• Extrait du texte:
Mettre cela sur le dos des seuls légionnaires, c’est exonérer la
Securitate et le communisme en tant que doctrine de leur
responsabilité d’avoir encouragé, provoqué et ensuite caché le
crime.
Mais
le problème n’est pas là. Comme le dit bien M. Hodor, la vraie
cible c’est la droite de nos jours. En Roumanie, le vrai procès du
communisme n’a pas eu lieu ; les anciens de la Securitate sont
devenus (en fait sont restés) les vrais maîtres du pays, en ayant
accaparé le pouvoir économique et en ayant noyauté les partis
politiques, même les plus récents dans lesquels les jeunes Roumains
mettent naïvement leurs espoirs de renouvellement de la classe
politique.
Pour
ces raisons, la démocratie est dans ce pays fragile. Elle l’est
partout, en, effet, j’en ai bien peur, mais ici plus qu’ailleurs,
car les mécanismes de contre-pouvoir n’existent pas, ils sont
juste mimés, le pouvoir reste clanique et clientélaire. Or, ce
pouvoir clientélaire a besoin de la démagogie de gauche pour
survivre. Ce sont toujours les plus défavorisés, les laissés pour
compte du capitalisme sauvage qui forment sa base électorale. Pour
cela, il faut pourfendre la droite, l’accuser de tous les maux, et
qu’est-ce qu’il y a de plus infamant que d’être associé au
passé fasciste ?

• Données fournies:
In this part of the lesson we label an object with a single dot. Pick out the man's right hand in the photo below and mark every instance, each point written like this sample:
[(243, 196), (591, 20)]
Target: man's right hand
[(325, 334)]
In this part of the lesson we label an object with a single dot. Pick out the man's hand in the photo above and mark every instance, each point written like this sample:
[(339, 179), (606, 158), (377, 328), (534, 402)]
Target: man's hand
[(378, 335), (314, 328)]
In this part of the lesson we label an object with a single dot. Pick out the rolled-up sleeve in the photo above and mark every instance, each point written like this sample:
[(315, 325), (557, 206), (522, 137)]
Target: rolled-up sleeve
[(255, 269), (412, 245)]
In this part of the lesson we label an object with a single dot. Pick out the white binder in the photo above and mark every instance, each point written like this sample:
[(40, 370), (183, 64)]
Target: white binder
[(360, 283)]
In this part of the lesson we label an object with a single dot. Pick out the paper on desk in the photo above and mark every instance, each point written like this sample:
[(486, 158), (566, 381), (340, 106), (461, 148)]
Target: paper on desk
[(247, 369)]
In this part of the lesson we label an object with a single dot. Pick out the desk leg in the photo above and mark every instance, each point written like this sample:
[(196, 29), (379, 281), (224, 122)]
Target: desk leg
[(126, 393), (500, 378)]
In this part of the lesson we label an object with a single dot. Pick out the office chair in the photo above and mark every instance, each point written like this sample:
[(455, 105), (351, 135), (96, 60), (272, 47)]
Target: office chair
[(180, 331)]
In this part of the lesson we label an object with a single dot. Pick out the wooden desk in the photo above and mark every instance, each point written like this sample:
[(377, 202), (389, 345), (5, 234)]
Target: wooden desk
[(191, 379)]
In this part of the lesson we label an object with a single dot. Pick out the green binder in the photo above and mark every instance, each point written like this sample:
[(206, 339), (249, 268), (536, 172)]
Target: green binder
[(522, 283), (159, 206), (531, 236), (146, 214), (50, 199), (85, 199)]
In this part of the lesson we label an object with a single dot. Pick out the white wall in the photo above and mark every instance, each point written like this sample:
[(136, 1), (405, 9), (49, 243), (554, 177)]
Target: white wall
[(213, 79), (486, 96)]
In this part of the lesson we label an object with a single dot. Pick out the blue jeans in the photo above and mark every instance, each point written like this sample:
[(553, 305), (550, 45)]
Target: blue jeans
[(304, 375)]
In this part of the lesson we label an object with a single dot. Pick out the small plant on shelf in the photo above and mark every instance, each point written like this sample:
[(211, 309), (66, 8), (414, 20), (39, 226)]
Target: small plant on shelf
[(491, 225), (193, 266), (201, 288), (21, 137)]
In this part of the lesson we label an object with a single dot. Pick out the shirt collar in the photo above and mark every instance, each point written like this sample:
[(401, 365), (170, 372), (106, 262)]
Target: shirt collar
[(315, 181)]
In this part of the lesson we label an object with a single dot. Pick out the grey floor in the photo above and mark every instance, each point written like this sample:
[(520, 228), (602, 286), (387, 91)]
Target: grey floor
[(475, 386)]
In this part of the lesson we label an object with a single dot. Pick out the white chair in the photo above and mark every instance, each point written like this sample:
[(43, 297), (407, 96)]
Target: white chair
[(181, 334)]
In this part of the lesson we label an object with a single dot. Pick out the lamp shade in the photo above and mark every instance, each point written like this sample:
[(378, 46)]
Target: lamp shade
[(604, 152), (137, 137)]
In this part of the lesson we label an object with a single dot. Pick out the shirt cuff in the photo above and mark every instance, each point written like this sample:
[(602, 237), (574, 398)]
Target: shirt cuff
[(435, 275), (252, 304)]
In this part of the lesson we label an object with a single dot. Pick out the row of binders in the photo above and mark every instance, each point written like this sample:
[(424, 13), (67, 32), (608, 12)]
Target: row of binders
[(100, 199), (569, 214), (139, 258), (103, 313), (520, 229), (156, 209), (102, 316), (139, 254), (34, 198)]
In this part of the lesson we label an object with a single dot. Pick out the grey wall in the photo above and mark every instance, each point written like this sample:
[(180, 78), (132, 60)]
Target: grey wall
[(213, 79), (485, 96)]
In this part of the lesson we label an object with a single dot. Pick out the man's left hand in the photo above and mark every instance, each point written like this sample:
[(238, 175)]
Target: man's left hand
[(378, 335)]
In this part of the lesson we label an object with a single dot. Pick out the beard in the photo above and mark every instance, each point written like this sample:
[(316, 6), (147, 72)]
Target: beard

• Objectif de l'exercice:
Reprenez, s'il vous plaît, le texte sur la Roumanie et la Securitate juste après sa dernière phrase.

• Réponse attendue:
Il
y a aussi, dans ce monde de plus en plus instable, la montée de la
droite dans plusieurs pays d’Europe et d’ailleurs, la crainte des
Européens de perdre leur identité face à l’immigration
incontrôlée, la déception du mondialisme et la peur millénariste
du changement climatique. Aux vieilles peurs, des vieilles recettes.
Est-ce qu’on peut penser que ce déni de l’histoire que je viens
sans doute trop sommairement de décrire ici s’inscrit dans ce
mouvement plus ample d’une gauche désemparée qui cherche à
attiser les vieilles peurs pour continuer à peser dans les affaires
du monde ?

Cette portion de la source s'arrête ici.